The data must be transcribed exactly, with no line missing.

= = =

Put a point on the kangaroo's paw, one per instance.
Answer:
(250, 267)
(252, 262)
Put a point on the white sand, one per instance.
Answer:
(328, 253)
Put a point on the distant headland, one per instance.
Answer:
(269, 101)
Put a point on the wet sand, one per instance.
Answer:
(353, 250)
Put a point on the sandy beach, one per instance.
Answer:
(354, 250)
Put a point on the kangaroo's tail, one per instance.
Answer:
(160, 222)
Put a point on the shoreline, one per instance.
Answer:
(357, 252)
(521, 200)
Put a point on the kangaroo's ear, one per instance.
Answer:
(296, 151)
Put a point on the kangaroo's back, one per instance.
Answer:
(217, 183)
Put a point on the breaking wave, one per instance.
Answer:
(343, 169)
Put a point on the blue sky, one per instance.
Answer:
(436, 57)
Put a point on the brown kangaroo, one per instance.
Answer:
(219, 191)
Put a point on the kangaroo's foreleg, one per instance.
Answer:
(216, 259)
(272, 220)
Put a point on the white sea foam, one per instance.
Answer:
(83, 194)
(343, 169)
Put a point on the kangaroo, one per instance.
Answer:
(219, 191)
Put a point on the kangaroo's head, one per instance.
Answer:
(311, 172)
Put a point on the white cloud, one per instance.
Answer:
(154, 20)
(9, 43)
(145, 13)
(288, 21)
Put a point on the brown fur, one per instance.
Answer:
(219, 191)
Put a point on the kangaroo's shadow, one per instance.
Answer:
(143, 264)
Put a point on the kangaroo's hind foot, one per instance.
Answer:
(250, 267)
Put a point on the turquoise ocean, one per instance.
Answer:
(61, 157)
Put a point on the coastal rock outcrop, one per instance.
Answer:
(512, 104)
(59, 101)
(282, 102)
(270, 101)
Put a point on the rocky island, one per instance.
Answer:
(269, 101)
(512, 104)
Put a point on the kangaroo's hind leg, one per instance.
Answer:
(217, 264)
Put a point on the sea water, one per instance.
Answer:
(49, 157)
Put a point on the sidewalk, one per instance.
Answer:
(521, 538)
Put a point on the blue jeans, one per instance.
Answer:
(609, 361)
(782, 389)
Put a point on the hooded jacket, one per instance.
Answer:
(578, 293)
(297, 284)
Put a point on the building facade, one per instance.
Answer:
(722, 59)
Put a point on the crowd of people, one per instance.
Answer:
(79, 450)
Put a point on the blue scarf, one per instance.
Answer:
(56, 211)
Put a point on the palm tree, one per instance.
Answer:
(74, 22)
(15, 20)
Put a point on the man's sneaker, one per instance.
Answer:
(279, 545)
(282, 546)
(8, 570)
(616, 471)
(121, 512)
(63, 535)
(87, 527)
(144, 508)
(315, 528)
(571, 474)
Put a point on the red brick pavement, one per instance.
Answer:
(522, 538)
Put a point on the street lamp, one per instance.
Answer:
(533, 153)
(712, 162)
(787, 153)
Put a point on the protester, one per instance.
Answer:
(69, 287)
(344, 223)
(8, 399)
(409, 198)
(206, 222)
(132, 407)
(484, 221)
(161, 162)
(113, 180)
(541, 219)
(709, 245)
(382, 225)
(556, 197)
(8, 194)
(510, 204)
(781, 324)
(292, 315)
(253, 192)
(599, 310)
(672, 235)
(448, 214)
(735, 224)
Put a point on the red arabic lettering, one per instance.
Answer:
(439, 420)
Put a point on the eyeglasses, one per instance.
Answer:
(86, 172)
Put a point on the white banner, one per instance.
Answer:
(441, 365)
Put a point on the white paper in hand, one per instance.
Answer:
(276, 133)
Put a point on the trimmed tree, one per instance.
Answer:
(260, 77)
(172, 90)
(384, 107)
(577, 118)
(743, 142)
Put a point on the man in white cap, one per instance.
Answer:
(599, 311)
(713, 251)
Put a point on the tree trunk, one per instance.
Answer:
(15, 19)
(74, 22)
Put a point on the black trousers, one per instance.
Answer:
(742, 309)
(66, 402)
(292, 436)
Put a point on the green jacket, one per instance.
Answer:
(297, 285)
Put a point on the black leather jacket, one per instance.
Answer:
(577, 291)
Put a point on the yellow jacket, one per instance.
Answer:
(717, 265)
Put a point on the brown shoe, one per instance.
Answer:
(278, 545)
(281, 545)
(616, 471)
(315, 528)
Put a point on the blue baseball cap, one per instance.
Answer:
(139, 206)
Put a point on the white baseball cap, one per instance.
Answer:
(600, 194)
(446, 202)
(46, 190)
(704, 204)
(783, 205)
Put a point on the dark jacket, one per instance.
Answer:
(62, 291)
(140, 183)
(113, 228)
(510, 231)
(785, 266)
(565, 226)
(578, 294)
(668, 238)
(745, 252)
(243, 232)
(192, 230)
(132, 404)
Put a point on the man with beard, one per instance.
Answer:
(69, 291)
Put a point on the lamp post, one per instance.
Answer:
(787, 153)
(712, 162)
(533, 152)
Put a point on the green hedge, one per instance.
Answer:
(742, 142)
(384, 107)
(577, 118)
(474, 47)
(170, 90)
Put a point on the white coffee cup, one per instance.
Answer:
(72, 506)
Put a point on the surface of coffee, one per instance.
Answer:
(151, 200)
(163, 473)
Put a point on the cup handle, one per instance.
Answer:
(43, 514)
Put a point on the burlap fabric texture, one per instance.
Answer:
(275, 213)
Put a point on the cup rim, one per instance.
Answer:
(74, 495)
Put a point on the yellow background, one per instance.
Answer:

= = =

[ANSWER SPACE]
Put a point on the kangaroo's paw, one per instance.
Answer:
(250, 267)
(252, 262)
Put a point on the white sand, one per instance.
Answer:
(328, 253)
Put a point on the distant headland, one per instance.
Answer:
(269, 101)
Put a point on the wet sand, one per instance.
Answer:
(353, 250)
Put a point on the sandy beach, one per instance.
Answer:
(354, 250)
Put a point on the kangaroo's tail, one per instance.
Answer:
(160, 222)
Put a point on the shoreline, one per instance.
Answer:
(357, 252)
(521, 200)
Put a point on the kangaroo's ear, one per instance.
Answer:
(296, 151)
Put a point on the kangaroo's back, one per instance.
Answer:
(217, 183)
Put a point on the breaking wave, one per instance.
Answer:
(343, 169)
Put a point on the blue sky, one per instance.
Answer:
(436, 57)
Put a point on the brown kangaroo, one per instance.
Answer:
(219, 191)
Put a point on the kangaroo's foreleg, one per instance.
Answer:
(216, 259)
(272, 220)
Put a point on the white sea foam, one per instance.
Answer:
(83, 194)
(343, 169)
Put a point on the kangaroo, one per instance.
Answer:
(219, 191)
Put a point on the kangaroo's head, one per instance.
Answer:
(311, 172)
Put a point on the white cloud, one per instance.
Answer:
(154, 20)
(9, 43)
(145, 13)
(288, 21)
Put a point on the brown fur, one per instance.
Answer:
(219, 191)
Put a point on the kangaroo's shadow, one per instance.
Answer:
(143, 264)
Put a point on the kangaroo's hind foot, one per instance.
Answer:
(250, 267)
Put a point on the turquoise ocean, one per instance.
Answer:
(61, 157)
Put a point on the coastal rock outcrop, one per instance.
Answer:
(512, 104)
(59, 101)
(282, 102)
(270, 101)
Put a point on the rocky island, one per instance.
Answer:
(269, 101)
(512, 104)
Put a point on the kangaroo's hind leg, one per instance.
Answer:
(217, 264)
Put a point on the sea water, one per instance.
Answer:
(49, 157)
Put a point on the sidewalk, one per instance.
Answer:
(521, 538)
Put a point on the blue jeans, one per instance.
Answer:
(609, 361)
(782, 389)
Put a point on the hooded jacket, one per instance.
Answer:
(578, 293)
(297, 284)
Put a point on the building facade, one per instance.
Answer:
(722, 59)
Put a point on the crowd of people, one per instance.
Answer:
(79, 450)
Put a point on the blue scarf, one per instance.
Answer:
(56, 211)
Put a point on the palm tree, one per instance.
Answer:
(74, 22)
(15, 20)
Put a point on the man's sneaker, one per instance.
Answer:
(279, 545)
(282, 546)
(8, 570)
(616, 471)
(121, 512)
(63, 535)
(87, 527)
(144, 508)
(315, 528)
(571, 474)
Put a point on the red brick pavement, one per instance.
Answer:
(522, 538)
Put a point on the street lamp, one per instance.
Answer:
(533, 153)
(712, 162)
(787, 153)
Put a point on the protester, one per instance.
Answer:
(69, 287)
(344, 223)
(8, 399)
(409, 198)
(206, 222)
(132, 407)
(484, 221)
(161, 162)
(113, 180)
(541, 219)
(709, 245)
(382, 225)
(556, 197)
(8, 194)
(510, 204)
(781, 324)
(292, 315)
(253, 192)
(599, 310)
(672, 235)
(448, 214)
(735, 224)
Put a point on the red arabic lettering, one per instance.
Answer:
(439, 420)
Put a point on the eyeglasses, one per instance.
Answer:
(86, 172)
Put a point on the white banner, one per instance.
Answer:
(441, 365)
Put a point on the white paper in hand, one per instance.
Answer:
(276, 133)
Put a point on the trimmed tree, one per instance.
Answer:
(260, 77)
(172, 90)
(384, 107)
(577, 118)
(743, 142)
Put a point on the man in white cap, one per instance.
Answer:
(599, 311)
(713, 251)
Put a point on the tree trunk, one per instance.
Answer:
(15, 19)
(74, 22)
Put a point on the black trousers, one per instance.
Answer:
(742, 309)
(66, 402)
(292, 436)
Put a point on the green jacket, one per instance.
Answer:
(297, 285)
Put a point on the black leather jacket, one per instance.
Answer:
(577, 291)
Put a point on the yellow jacket, one per instance.
Answer:
(717, 265)
Put a point on the brown shoe, one per instance.
Answer:
(278, 545)
(281, 545)
(616, 471)
(315, 528)
Put a point on the blue baseball cap, one per instance.
Answer:
(139, 206)
Put a point on the white baseball cap, one per instance.
Answer:
(600, 194)
(446, 202)
(46, 190)
(704, 204)
(783, 205)
Put a point on the dark jacket, one per instance.
Answer:
(62, 291)
(140, 183)
(113, 228)
(510, 231)
(785, 266)
(565, 226)
(578, 294)
(668, 238)
(745, 252)
(243, 232)
(192, 230)
(132, 404)
Put a point on the man with beard, one per instance.
Answer:
(69, 291)
Put a point on the lamp post, one per instance.
Answer:
(787, 153)
(712, 162)
(533, 152)
Put a point on the green hedge, one per instance.
Answer:
(742, 142)
(384, 107)
(577, 118)
(474, 47)
(170, 90)
Put a point on the white coffee cup, one per instance.
Answer:
(72, 506)
Put a point on the surface of coffee, one per instance.
Answer:
(151, 200)
(163, 473)
Put a point on the cup handle, one per instance.
Answer:
(43, 514)
Put a point on the burlap fabric texture, one per instance.
Answer:
(275, 213)
Put a point on the cup rim, one per instance.
Answer:
(74, 495)
Put a point on the yellow background, one per instance.
Answer:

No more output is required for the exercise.